### LA TAREA
Transcribe completo y sin alterar nada el fragmento sobre la ópera Capriccio.

Me había prometido no acostarme sin transcribir mi entusiasmo, mi agradecimiento y mi emoción por Capriccio, la impresionante ópera que, a partir de una idea original de Stefan Zweig y con libreto de Joseph Gregor, Richard Strauss compuso en pleno nazismo y estrenó el 28 de octubre de 1942 en la Staatsoper de Múnich, con la ciudad a oscuras por los bombardeos aliados. Es una ópera sublime, porque demuestra que del dilema entre la palabra y la música se puede salir más que airoso cuando hay talento para construir una ópera que sirva como extraordinaria reflexión sobre el género y al mismo tiempo llevarla un poco más allá gracias a su autoconciencia: de lo que la ópera, el teatro musical, supone. Como se plantea en la escena VI: “¿Lleva ya el lenguaje canto en su interior, o la música vive sólo impulsada por él? Una está en el otro y quiere ser el otro. La música despierta sentimientos que impelen a la palabra. En la palabra vive un ansia de sonido y de música”.

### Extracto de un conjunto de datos
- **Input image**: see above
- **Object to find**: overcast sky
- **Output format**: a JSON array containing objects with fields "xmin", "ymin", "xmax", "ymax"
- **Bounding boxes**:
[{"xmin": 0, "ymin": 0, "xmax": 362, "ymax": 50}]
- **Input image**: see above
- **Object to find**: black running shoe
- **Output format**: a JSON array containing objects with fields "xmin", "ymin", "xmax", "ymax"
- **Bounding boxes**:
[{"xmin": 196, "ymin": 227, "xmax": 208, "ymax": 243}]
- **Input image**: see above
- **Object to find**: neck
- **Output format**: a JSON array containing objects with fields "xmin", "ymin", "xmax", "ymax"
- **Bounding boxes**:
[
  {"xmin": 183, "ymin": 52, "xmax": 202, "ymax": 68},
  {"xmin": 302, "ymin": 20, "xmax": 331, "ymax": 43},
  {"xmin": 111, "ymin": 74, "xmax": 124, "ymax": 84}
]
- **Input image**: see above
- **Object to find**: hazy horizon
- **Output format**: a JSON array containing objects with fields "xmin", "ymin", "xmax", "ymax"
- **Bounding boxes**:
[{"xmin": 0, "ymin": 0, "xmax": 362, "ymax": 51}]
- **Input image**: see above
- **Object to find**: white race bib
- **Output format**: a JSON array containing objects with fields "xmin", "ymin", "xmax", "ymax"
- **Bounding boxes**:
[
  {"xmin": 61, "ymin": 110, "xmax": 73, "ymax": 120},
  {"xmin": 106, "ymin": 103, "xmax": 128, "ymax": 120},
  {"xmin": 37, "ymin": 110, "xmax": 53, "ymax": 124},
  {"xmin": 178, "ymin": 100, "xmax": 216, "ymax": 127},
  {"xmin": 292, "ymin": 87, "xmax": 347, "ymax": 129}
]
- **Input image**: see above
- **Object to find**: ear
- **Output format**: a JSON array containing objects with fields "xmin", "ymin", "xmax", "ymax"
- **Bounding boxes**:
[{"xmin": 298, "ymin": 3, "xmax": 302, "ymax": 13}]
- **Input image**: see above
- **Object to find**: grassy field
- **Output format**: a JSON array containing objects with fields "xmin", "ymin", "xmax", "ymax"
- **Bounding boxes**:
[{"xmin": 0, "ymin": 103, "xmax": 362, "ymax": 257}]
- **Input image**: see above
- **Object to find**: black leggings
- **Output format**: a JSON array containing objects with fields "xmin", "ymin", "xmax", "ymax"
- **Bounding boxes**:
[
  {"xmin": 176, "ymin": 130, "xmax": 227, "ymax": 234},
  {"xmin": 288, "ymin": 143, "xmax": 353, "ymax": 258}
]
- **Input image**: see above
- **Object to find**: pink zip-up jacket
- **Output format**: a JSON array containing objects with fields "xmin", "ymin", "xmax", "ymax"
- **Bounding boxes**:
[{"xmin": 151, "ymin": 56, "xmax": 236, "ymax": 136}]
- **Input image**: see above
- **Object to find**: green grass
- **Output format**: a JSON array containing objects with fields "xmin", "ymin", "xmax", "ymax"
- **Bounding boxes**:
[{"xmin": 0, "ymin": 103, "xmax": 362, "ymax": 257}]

### SOLUCIÓN
Me había prometido no acostarme sin transcribir mi entusiasmo, mi agradecimiento y mi emoción por Capriccio, la impresionante ópera que, a partir de una idea original de Stefan Zweig y con libreto de Joseph Gregor, Richard Strauss compuso en pleno nazismo y estrenó el 28 de octubre de 1942 en la Staatsoper de Múnich, con la ciudad a oscuras por los bombardeos aliados. Es una ópera sublime, porque demuestra que del dilema entre la palabra y la música se puede salir más que airoso cuando hay talento para construir una ópera que sirva como extraordinaria reflexión sobre el género y al mismo tiempo llevarla un poco más allá gracias a su autoconciencia: de lo que la ópera, el teatro musical, supone. Como se plantea en la escena VI: “¿Lleva ya el lenguaje canto en su interior, o la música vive sólo impulsada por él? Una está en el otro y quiere ser el otro. La música despierta sentimientos que impelen a la palabra. En la palabra vive un ansia de sonido y de música”.